→ Point annotations on photos:
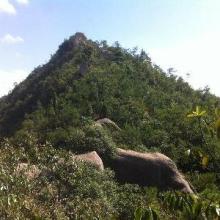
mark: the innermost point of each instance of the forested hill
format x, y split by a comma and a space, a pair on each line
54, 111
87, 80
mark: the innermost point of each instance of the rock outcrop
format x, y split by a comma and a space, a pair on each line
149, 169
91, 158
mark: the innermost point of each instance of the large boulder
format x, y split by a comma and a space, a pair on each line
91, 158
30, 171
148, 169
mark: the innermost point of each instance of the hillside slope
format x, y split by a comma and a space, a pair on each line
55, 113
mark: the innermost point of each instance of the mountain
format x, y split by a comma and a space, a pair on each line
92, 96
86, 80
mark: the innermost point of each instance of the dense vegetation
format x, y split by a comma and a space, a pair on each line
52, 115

--

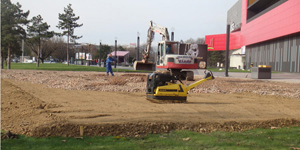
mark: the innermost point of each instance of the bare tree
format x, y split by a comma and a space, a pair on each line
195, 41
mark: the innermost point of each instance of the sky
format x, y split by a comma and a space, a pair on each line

→ What you are asked to do: Find each line in the items above that contains the word "innermost" and copy it out. Case counts when matching.

→ Complete answer:
mark: the innermost point of each instance of the forested hill
mark: the innermost point of each instance of the rock outcrop
mark: the innermost point of each instance of the large boulder
mark: the innermost point of each instance of the hillside slope
mark: the innermost point of each instance of the mountain
mark: the innermost point of each instance of the dense vegetation
mark: the innermost point of each instance of the bare tree
mark: the innermost point of each instance of the sky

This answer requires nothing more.